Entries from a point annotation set
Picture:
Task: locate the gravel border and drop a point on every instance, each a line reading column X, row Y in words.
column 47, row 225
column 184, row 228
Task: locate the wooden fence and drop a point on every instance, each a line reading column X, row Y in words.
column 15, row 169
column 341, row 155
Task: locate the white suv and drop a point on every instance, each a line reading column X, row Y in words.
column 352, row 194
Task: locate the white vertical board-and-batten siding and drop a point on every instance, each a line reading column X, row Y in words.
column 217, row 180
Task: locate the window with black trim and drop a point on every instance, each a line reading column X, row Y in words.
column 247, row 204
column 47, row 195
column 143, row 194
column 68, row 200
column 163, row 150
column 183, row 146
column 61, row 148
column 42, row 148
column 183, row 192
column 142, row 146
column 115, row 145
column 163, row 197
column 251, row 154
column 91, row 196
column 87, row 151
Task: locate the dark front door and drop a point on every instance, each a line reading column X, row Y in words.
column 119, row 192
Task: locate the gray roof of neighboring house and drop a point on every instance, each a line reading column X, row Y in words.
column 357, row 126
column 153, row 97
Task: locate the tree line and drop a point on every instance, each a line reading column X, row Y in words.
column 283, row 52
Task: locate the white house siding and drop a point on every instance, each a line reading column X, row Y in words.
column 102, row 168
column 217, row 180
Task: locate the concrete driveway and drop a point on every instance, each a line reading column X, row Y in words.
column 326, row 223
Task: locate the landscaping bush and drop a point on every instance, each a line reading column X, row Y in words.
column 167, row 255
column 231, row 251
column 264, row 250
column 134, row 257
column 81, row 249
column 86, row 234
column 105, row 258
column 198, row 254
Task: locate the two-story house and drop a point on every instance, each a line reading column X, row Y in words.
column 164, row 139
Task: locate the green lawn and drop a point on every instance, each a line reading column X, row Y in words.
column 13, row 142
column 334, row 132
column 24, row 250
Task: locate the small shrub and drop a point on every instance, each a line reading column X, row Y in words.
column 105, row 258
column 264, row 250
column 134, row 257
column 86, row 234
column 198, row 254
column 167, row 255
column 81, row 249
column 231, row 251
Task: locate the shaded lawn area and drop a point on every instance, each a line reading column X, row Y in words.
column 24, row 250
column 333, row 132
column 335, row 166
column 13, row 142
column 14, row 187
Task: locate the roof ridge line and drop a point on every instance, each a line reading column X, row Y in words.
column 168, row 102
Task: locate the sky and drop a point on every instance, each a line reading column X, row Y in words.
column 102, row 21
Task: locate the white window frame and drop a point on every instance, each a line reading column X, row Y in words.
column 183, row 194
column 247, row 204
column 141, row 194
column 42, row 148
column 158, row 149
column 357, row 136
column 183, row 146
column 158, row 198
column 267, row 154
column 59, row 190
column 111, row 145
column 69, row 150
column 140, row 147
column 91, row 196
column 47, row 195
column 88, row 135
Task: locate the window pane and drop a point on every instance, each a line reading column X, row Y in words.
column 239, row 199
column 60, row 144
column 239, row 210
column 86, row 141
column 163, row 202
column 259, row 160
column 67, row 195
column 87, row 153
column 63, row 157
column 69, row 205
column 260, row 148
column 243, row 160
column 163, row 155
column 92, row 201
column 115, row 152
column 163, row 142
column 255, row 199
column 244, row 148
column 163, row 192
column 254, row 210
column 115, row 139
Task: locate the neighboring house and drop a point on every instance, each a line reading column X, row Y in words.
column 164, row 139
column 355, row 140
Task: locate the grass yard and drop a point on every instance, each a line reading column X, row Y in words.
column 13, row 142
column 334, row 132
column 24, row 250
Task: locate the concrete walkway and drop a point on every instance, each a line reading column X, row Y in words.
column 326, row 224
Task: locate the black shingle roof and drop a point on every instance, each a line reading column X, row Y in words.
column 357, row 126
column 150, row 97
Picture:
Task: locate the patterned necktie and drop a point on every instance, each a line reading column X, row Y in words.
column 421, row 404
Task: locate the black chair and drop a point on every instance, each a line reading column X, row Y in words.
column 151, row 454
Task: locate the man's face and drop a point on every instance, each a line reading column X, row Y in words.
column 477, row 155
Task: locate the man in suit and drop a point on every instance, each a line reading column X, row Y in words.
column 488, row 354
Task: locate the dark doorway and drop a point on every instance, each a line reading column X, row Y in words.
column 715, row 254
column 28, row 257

### [INSTRUCTIONS TO FOLLOW]
Write out, word for word, every line from the one containing "Task: locate the grass" through the last line of the records above.

### [SOLVED EXERCISE]
Task: locate the grass yard and drop a point on every instance, each a line reading column X, row Y in words.
column 13, row 142
column 334, row 132
column 24, row 250
Task: locate the concrete walkway and drop a point on every instance, each a line reading column X, row Y in words.
column 326, row 224
Task: locate the black shingle roof and drop a point on every instance, each a line reading column X, row Y in words.
column 357, row 126
column 150, row 97
Picture:
Task: locate the patterned necktie and drop a point on every instance, each a line reading column X, row Y in words.
column 421, row 404
Task: locate the black chair and drop a point on every instance, each a line reading column X, row Y in words.
column 151, row 454
Task: locate the man's face and drop a point on every instance, each a line reading column X, row Y in words.
column 477, row 155
Task: locate the man in suit and drop a point on every instance, each a line reading column X, row Y in words.
column 488, row 354
Task: locate the dark doorway and drop a point on every instance, each a line reading column X, row Y in words.
column 715, row 254
column 28, row 257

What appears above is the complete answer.